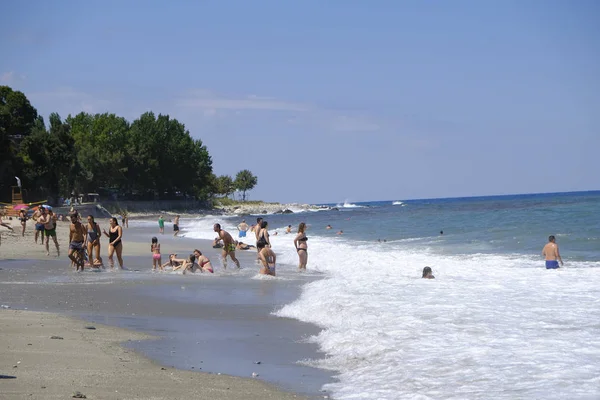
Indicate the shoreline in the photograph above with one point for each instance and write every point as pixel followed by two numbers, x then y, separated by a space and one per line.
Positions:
pixel 50 356
pixel 29 262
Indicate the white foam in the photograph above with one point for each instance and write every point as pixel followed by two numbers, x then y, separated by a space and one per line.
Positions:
pixel 488 326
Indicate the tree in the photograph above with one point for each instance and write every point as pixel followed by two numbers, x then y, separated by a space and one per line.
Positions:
pixel 17 118
pixel 244 180
pixel 224 185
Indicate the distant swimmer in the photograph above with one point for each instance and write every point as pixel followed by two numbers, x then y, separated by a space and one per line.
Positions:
pixel 427 273
pixel 551 253
pixel 243 228
pixel 228 246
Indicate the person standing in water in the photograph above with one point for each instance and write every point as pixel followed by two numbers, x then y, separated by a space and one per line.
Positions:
pixel 301 246
pixel 242 228
pixel 115 233
pixel 551 254
pixel 156 258
pixel 161 225
pixel 228 246
pixel 176 226
pixel 268 259
pixel 93 241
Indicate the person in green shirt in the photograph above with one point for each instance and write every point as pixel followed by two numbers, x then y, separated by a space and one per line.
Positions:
pixel 161 224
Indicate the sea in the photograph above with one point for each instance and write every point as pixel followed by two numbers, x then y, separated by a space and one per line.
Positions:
pixel 493 324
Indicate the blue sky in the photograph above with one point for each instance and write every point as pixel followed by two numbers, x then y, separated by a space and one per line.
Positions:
pixel 337 100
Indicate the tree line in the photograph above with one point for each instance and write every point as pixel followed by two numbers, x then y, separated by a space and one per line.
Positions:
pixel 153 157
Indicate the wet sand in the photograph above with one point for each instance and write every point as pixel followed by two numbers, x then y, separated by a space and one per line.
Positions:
pixel 220 323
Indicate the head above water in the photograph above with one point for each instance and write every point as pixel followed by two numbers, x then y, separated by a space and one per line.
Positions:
pixel 426 272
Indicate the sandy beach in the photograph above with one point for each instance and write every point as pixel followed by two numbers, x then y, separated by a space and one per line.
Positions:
pixel 91 361
pixel 236 318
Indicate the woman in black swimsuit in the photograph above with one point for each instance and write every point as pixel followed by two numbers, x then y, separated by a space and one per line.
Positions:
pixel 115 233
pixel 301 246
pixel 93 239
pixel 23 219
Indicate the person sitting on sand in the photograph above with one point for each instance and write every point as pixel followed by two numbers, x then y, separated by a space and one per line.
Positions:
pixel 268 259
pixel 203 262
pixel 243 246
pixel 427 274
pixel 173 262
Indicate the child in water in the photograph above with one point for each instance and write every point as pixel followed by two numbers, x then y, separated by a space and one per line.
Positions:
pixel 156 258
pixel 427 274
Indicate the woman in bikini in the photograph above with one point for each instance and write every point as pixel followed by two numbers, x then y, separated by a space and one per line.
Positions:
pixel 156 258
pixel 114 234
pixel 93 233
pixel 263 235
pixel 203 262
pixel 301 246
pixel 23 219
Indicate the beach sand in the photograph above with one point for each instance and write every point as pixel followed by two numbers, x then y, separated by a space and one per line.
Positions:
pixel 236 313
pixel 93 363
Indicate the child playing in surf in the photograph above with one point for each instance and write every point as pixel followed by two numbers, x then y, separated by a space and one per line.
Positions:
pixel 156 258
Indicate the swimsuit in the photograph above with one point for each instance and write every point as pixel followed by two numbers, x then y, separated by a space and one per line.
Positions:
pixel 203 263
pixel 76 246
pixel 112 236
pixel 93 235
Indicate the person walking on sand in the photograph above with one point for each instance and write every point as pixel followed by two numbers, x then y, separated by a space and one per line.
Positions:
pixel 242 228
pixel 156 258
pixel 176 226
pixel 268 259
pixel 23 219
pixel 115 234
pixel 161 225
pixel 551 254
pixel 50 231
pixel 301 246
pixel 39 226
pixel 228 246
pixel 76 242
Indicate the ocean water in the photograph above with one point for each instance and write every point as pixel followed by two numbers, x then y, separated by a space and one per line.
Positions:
pixel 493 324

→ Directions for this task
Write out the data above precisely. Pictures stay out.

→ Exercise solution
Indicate the shoreline in the photograph above with one point for each instance and write every point as pixel followed by two numbers, x then y, separated by a space and one per line.
Positions:
pixel 50 356
pixel 29 262
Indicate the white foam in the photograph above with one point for each instance and write every point as pixel followed by two numbers, x then y, separated by a space and one per line.
Positions:
pixel 488 326
Indicate the tree in the photograph above with one point for each instance and write every point as pixel followed by two numbers, x then y, separated by a space and one per line.
Positions:
pixel 17 118
pixel 244 180
pixel 224 185
Indicate the distant swimmer in the photograph above with one point for each instance and write every point as pixel followed by two numbers, x then y, separated by a space and one per line.
Positions:
pixel 427 273
pixel 551 253
pixel 243 228
pixel 228 246
Indicate the person standing in water in the photograph above with one point for each instance and write every point as pixel followed by two numbers, x then y, separated by a space and one per line.
Positions:
pixel 301 246
pixel 242 228
pixel 115 233
pixel 551 254
pixel 156 258
pixel 161 225
pixel 228 246
pixel 176 226
pixel 268 259
pixel 93 241
Indicate the person in green shirt in the photograph above with one point for each instance and write every point as pixel followed by two numbers, x then y, separated by a space and one per line.
Positions:
pixel 161 224
Indicate the sea in the photograph above with one point for each instance and write every point as pixel followed by two numbers, x then y, separated by a space and one per line.
Positions:
pixel 493 324
Indicate the blue sky in the photograph above with one point for each instance and write every point as pixel followed by two numbers, x then y, separated by a space and one per line.
Positions:
pixel 337 100
Indicate the tree line in the photograph above with one point for each instance and write every point as pixel followed by two numbers, x then y, separated by a space and one per line.
Positions:
pixel 153 157
Indicate the wet sand in the photograph above with one point for each instance and write every point as pixel followed by two numbers, x then y, separated by a space and one per line.
Positions:
pixel 220 323
Indicate the head above water in the photograph above with one point for each instance and write every point as pixel followed by two numbers, x then y, separated by a space and one per line.
Positions:
pixel 426 272
Indicate the sandy beach in the photograph above with one point for each instance and write every point as pixel followed by two numbers, x then y, separated by a space and one per line.
Positions:
pixel 91 361
pixel 236 318
Indicate the woman in black swimsuit in the photograph above with one point for each instance and write every point as pixel followed by two numbers, x then y, separated by a space and one per line.
Positions:
pixel 115 233
pixel 301 246
pixel 93 239
pixel 23 219
Indicate the person sitting on sand in the photograph above with one point for each instance and write every point as pixel followed by two numbers, x then y, separated by a space and one per line.
Positions:
pixel 268 259
pixel 203 262
pixel 243 246
pixel 427 274
pixel 173 262
Indicate the child in water in the photograph above with one point for each instance and write every point as pixel followed by two numbers, x then y, separated by a space and one per line.
Positions:
pixel 156 258
pixel 427 274
Indicate the woman in bikini in the photograph above with one point for each instance and write every point as pixel followed by two numbers, x then y, separated by a space and one per line.
Positions:
pixel 156 258
pixel 114 234
pixel 93 233
pixel 263 235
pixel 203 262
pixel 301 246
pixel 23 219
Indicate the beach sand in the photograph above with one point for each instance and write every point as pixel followed by two numbers, x then y, separated by a space and one per line.
Positions:
pixel 236 313
pixel 93 363
Indicate the child playing in surf in the photograph above with one point for each instance and write every point as pixel followed by two numbers, x then y, separated by a space and one per line.
Positions:
pixel 156 258
Indicate the swimsuit in the photograph above with one point for each instance and write every point as pixel followed by two numbers, x then y, separated by a space and one per line.
Positions:
pixel 203 263
pixel 76 246
pixel 112 236
pixel 93 235
Indicate the person walking on sand in the photograph above with one point for each instance and write every point as pixel followed by two numbers, x then y, separated by a space and one per line.
Positions:
pixel 242 228
pixel 156 258
pixel 176 226
pixel 268 259
pixel 23 219
pixel 115 234
pixel 161 225
pixel 551 254
pixel 50 231
pixel 301 246
pixel 39 226
pixel 228 246
pixel 76 242
Indicate the ocean water in the photograph above with one point for each instance and write every point as pixel followed by two numbers, x then y, separated by a space and one per line.
Positions:
pixel 493 324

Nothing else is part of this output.